DATA EXCERPTS section start

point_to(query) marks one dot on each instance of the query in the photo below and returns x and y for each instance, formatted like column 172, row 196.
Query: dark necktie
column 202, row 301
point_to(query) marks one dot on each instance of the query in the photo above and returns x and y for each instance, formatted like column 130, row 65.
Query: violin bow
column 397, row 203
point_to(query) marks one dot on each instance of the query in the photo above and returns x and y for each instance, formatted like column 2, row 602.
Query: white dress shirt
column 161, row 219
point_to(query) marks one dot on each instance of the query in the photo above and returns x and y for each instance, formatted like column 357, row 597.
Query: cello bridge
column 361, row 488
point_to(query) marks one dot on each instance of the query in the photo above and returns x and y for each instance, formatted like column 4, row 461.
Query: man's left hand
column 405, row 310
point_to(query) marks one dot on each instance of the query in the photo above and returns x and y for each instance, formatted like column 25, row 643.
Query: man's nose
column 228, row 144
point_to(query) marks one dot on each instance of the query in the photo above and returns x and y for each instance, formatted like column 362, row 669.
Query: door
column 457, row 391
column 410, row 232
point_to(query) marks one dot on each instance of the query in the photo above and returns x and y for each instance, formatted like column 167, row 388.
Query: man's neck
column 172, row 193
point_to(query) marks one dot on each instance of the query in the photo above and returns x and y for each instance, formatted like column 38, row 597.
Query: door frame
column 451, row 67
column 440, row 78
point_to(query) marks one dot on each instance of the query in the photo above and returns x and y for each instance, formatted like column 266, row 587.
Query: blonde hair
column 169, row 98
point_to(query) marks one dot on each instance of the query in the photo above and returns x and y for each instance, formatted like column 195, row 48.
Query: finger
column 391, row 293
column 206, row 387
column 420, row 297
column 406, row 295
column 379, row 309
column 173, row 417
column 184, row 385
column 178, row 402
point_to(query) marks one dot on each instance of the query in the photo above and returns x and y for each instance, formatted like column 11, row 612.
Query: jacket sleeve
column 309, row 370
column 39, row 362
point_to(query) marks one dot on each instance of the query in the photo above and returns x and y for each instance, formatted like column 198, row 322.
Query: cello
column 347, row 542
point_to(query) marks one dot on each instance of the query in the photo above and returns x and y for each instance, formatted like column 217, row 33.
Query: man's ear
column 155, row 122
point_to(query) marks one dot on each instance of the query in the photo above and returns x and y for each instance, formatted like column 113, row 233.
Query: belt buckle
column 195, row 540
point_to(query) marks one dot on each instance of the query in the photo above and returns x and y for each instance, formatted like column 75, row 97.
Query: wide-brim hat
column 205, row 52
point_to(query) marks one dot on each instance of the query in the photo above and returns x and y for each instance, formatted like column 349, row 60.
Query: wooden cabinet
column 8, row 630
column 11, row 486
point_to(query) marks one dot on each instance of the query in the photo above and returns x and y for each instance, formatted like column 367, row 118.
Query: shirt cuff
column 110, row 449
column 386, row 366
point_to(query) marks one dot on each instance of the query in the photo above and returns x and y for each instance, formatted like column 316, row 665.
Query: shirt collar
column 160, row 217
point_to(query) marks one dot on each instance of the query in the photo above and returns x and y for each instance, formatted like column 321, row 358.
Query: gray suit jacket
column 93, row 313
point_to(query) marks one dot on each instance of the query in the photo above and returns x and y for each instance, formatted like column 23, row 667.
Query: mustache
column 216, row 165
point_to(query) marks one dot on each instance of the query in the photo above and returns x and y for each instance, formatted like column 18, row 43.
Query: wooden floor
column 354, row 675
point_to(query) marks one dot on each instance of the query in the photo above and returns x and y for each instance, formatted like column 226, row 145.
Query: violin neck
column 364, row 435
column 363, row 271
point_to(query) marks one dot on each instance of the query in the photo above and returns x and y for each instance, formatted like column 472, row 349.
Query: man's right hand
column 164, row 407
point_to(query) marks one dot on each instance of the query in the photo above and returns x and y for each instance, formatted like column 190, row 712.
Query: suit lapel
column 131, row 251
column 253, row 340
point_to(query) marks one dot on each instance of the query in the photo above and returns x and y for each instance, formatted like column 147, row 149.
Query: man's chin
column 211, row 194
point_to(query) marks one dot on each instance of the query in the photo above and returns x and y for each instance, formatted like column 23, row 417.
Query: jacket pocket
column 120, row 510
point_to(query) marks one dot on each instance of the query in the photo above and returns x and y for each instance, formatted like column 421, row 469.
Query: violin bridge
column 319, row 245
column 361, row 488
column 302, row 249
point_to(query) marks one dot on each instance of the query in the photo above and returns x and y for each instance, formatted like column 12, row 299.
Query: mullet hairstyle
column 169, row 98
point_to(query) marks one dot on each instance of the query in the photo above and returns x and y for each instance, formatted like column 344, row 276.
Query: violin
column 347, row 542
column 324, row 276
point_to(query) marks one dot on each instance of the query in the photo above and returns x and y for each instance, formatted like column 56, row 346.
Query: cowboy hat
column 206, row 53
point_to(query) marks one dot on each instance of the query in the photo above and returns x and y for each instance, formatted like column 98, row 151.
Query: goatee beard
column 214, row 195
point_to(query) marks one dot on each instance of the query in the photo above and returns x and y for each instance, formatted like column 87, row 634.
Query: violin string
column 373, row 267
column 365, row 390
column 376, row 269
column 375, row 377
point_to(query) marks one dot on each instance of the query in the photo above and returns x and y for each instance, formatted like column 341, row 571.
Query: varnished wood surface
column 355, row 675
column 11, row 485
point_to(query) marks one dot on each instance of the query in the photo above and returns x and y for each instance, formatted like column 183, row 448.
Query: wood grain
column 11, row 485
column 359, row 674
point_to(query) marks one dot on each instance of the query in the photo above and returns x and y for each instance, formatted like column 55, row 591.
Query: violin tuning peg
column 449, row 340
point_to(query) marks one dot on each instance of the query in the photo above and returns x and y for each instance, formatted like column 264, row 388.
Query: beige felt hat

DATA EXCERPTS section end

> [WORK TO COMPLETE] Each line from the top of the data, up to and including the line that contains "2, row 602.", should be set down exactly.

> [WRITTEN SOLUTION]
point_to(query) marks one dot on each instance of the query in the photo below and returns x and y for each instance, formatted like column 172, row 196.
Query: dark necktie
column 202, row 301
point_to(query) marks one dot on each instance of the query in the photo above and returns x and y for each instance, formatted like column 130, row 65.
Query: violin bow
column 397, row 203
point_to(query) marks one dot on each instance of the query in the photo above and returns x and y for each instance, formatted like column 2, row 602.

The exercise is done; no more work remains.